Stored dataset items

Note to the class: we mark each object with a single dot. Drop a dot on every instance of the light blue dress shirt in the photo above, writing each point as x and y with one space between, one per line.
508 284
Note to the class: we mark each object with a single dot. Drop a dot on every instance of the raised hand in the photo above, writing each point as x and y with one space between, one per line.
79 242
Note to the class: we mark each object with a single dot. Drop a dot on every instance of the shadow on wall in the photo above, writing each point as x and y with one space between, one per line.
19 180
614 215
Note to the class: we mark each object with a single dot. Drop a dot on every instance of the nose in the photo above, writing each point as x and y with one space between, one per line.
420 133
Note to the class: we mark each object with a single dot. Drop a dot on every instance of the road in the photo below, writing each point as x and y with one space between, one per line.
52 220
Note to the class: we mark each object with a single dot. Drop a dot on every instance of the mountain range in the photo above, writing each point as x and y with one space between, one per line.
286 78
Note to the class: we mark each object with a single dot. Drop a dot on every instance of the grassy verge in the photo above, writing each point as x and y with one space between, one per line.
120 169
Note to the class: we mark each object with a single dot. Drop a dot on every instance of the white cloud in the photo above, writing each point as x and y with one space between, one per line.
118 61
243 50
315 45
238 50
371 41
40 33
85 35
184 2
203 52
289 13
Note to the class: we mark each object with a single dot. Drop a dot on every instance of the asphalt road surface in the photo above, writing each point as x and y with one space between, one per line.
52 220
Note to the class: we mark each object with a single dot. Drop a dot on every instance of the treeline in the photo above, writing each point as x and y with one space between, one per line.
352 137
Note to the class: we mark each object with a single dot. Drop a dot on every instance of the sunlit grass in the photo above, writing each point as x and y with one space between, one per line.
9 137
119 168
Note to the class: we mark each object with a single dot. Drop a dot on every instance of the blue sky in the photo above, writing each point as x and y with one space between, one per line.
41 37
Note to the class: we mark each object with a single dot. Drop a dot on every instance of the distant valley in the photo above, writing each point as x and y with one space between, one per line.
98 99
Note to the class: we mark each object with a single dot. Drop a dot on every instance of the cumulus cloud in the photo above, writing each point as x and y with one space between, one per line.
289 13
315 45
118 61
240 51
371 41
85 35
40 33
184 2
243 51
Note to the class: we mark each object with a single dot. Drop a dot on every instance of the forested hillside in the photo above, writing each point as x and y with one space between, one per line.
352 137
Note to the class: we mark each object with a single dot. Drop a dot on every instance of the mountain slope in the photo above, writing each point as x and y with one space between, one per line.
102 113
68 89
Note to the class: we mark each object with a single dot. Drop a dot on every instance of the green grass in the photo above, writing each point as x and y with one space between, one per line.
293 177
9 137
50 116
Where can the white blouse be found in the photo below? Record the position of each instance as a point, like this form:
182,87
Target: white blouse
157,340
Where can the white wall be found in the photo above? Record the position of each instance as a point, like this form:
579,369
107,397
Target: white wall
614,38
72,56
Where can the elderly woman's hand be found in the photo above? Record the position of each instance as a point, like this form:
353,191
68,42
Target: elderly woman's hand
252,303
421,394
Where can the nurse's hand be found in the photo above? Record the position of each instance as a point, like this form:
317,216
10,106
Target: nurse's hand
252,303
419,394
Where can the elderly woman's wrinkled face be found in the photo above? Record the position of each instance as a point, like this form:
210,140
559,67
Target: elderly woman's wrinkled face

== Exercise description ==
Reproduce every one of the records above verbatim, line for line.

== Answer below ==
Note to the class: we mark each object with a single dot. Drop a dot on every instance of the light blue dress shirt in the photo above, writing each point as x and y with one space between, one per line.
508 284
Note to the class: we mark each object with a single dot. Drop a dot on every instance of the raised hand in the photo above, writing each point as x and y with one space between, one per line.
79 242
Note to the class: we mark each object with a single dot. Drop a dot on every instance of the shadow on wall in the photo above, writing each point as x and y with one space between, one per line.
19 180
614 215
Note to the class: we mark each object with a single dot. Drop a dot on every instance of the nose in the photo above, writing each point as x and y with one space between, one per line.
420 133
Note to the class: we mark each object with a single dot. Drop a dot on every instance of the road in the photo below, writing each point as x and y with one space between, one per line.
52 220
Note to the class: we mark each object with a single dot. Drop a dot on every instance of the mountain range in the photo above, writing each point as x and y with one space between, one per line.
286 78
Note to the class: we mark each object with a single dot. Drop a dot on every instance of the grassy verge in the photo above, writing each point as x and y with one space between, one per line.
120 169
Note to the class: we mark each object with a single dot. Drop a dot on every instance of the white cloud in the photo above, writing each point as x and y with one space between, one per line.
118 61
243 50
315 45
238 50
371 41
40 33
85 35
184 2
203 52
289 13
Note to the class: we mark each object with a single dot. Drop a dot on every instance of the asphalt road surface in the photo above, writing each point as x and y with one space between, one per line.
52 220
Note to the class: we mark each object with a single dot. Drop a dot on every instance of the treeline in the photo above, writing each point as x and y with one space between, one per line.
352 137
Note to the class: we mark each object with a single dot. Drop a dot on every instance of the sunlit grass in the photo above, writing each point as x and y with one space between, one per line.
9 137
119 168
Note to the class: we mark each object with a single dot. Drop a dot on every instance of the blue sky in the photo above, writing each point as x and y with one space between, one per line.
41 37
Note to the class: we mark each object with a single dot. Drop a dot on every instance of the distant valley in the photo above, writing each point as x and y with one space between, one per line.
98 99
Note to the class: we mark each object with a single dot. Drop a dot on every instance of the cumulus cloud in the photo above, writing each point as x and y with one space between, one per line.
289 13
315 45
118 61
240 51
371 41
85 35
40 33
184 2
243 51
Note to the class: we mark each object with a single dot. Drop a dot on every instance of the forested hillside in the photo above, writing each point as x and y with one space between, one per line.
352 137
Note to the class: we mark each object with a single dot. Drop a dot on every instance of the mountain slope in the photo above, writing each point as x and y with one space between, one per line.
102 113
68 89
Note to the class: we mark each object with a single dot. Drop a dot on every instance of the green grass in the photo above, writing each point as x and y with one space between, one per line.
293 177
9 137
50 116
Where can the white blouse be found in the photo below? Record the position of each instance as a point, like this form:
182,87
Target: white blouse
157,340
Where can the white wall be found in the photo above? Record the position of each instance as a point, like this form:
579,369
107,397
Target: white wall
614,38
72,56
Where can the elderly woman's hand be found in the photo above? Record the position of each instance as a point, like this form:
353,191
68,42
Target: elderly woman's hand
252,303
421,394
Where can the nurse's hand be found in the photo above? Record the position of each instance as a point, like this form:
317,216
10,106
Target: nurse's hand
252,303
419,394
Where can the elderly woman's wrinkled face be found in the photo above? Record the position of each instance as a point, like this form:
210,140
559,67
Target: elderly woman's wrinkled face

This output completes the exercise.